PROBLEM REQUIREMENTS: Output exactly those lines of the data that lie between the line containing "# each result" and the final line, both ends counted.

(Stored items)
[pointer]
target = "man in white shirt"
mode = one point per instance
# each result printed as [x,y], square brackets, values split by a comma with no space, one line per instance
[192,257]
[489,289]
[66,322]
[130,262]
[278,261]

RESPONSE FOR THIS EXERCISE:
# each result printed as [x,y], square brackets, values split by a comma with no space, one line per instance
[192,257]
[489,289]
[66,322]
[130,262]
[278,261]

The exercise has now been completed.